━━ KUTIPAN ARTIKEL
Mongabay.co.id

Yusran Nurdin Massa: Dua Dekade Merawat Mangrove

 

 

Bicara tentang pengelolaan mangrove, khususnya di Sulawesi Selatan, tak akan jauh dari peran seorang aktivis bernama Yusran Nurdin Massa. Selama dua dekade lebih ia telah mengabdikan diri dalam turut menjaga kelestarian mangrove, tidak hanya di Sulsel, tapi juga secara nasional.

Yusran sendiri saat ini banyak menghabiskan waktu untuk mengurusi pengelolaan mangrove di berbagai daerah. Selain dalam perannya sebagai Environmental Technical Advisor (ETA) di Blue Forests atau Yayasan Hutan Biru, juga sebagai konsultan di berbagai proyek yang melibatkan pemerintah, melalui Badan Restorasi Gambut dan Mangrove (BRGM), Kementerian Lingkungan Hidup dan Kehutanan (KLHK) dan pemerintah daerah, serta lembaga internasional.
━━━━
▸ **SOAL 1**: Pilih semua baris dalam catatan yang memuat kata "stripe", lalu salin baris-baris itu. Huruf besar dan huruf kecil dibedakan.
Artikel tentang Yusran Nurdin Massa dan catatan di bawahnya berasal dari sumber yang berbeda.
━━ DAFTAR CATATAN
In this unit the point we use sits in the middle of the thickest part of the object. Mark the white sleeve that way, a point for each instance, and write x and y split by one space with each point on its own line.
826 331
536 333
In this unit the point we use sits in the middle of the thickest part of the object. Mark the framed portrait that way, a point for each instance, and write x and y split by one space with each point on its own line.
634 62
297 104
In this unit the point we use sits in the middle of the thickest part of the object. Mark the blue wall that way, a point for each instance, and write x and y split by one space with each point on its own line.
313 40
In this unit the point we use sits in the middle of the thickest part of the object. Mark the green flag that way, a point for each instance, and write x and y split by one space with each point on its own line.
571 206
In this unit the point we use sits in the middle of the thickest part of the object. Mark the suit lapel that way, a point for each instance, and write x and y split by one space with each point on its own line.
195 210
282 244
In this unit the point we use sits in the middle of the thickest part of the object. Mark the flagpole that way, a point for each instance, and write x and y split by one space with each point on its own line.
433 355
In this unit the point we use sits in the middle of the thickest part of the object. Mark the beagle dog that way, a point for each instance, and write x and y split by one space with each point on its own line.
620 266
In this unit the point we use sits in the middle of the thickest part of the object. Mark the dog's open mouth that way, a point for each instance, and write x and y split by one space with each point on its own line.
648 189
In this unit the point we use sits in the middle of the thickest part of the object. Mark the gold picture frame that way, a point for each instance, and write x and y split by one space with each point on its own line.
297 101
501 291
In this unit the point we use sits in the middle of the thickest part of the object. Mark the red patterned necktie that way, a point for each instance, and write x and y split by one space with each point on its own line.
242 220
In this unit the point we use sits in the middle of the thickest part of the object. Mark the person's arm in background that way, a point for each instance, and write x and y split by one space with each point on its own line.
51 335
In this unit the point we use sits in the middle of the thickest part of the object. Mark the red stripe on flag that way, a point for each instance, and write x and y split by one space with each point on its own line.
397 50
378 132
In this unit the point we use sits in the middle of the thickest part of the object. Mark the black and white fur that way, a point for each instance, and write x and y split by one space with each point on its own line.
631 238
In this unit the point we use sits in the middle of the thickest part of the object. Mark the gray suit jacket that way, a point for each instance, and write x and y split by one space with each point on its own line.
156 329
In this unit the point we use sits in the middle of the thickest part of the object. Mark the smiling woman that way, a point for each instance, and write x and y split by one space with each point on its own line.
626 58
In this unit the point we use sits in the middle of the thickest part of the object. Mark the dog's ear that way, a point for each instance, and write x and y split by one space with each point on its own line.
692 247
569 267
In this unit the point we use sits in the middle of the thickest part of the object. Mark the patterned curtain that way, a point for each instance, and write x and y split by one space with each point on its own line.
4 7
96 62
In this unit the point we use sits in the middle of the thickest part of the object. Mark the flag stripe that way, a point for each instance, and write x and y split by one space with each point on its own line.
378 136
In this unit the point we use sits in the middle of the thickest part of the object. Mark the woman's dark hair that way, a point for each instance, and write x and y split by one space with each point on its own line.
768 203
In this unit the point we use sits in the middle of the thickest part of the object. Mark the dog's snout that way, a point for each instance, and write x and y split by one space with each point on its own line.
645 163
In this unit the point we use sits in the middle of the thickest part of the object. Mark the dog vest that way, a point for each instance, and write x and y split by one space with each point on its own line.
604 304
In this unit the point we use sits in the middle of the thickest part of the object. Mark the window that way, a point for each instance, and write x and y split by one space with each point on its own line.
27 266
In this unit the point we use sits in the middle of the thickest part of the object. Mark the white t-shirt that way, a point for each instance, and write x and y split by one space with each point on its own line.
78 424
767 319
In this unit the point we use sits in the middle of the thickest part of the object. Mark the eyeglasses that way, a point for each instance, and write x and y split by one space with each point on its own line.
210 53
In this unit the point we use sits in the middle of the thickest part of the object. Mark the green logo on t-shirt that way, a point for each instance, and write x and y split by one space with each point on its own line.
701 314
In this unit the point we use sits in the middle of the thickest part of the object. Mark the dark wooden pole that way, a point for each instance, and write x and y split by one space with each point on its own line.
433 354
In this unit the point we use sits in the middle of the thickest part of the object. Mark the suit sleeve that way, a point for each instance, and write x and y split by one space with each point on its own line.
━━━━
▸ **SOAL 2**: Teruskan artikel tentang Yusran Nurdin Massa, dimulai sesudah kalimat terakhir yang ada.

▸ **JAWABAN 1**:
In this unit the point we use sits in the middle of the thickest part of the object. Mark the red stripe on flag that way, a point for each instance, and write x and y split by one space with each point on its own line.
In this unit the point we use sits in the middle of the thickest part of the object. Mark the flag stripe that way, a point for each instance, and write x and y split by one space with each point on its own line.

▸ **JAWABAN 2**:
Selain di Blue Forests saat ini saya juga diminta bantuan oleh BRGM dan KLHK dalam skema program bernama Mangrove Coastal Resiliance untuk menyusun visibility assessment untuk potensi rehabilitasi mangrove dalam rangka percepatan rehabilitasi mangrove nasional 75 ribu hektar di 4 provinsi yang menjadi wilayah kerja BRGM,” katanya kepada Mongabay, Selasa (10/5/2022).

Keterlibatan Yusran di proyek ini sebagai Mangrove Rehabilitation Specialist melalui Hatfield Indonesia yang dikontrak oleh World Bank

Di Blue Forests sendiri, pria kelahiran 1 Januari 1979 ini juga terlibat dalam sejumlah program pengelolaan mangrove dan peningkatan kapasitas masyarakat di beberapa lokasi di Indonesia, seperti di Papua, Kalimantan, Riau, dan Sulsel.

baca : Ade Saskia Ramadina, Perempuan Muda Penjaga Mangrove di Lantebung

 

Yusran Nurdin Massa sosialisasi tentang mangrove di Kepulauan Tanakeke, Kabupaten Takalar, Sulsel. Foto: Wahyu Chandra/Mongabay Indonesia.

 

Tidak hanya melalui jalur kelembagaan, Yusran bersama penggiat mangrove di seluruh Indonesia menginisiasi proses saling belajar dalam pengelolaan mangrove di seluruh kawasan di Indonesia dan terlibat aktif dalam penggiat mangrove di Indonesia bagaimana menginisiasi diskusi-diskusi.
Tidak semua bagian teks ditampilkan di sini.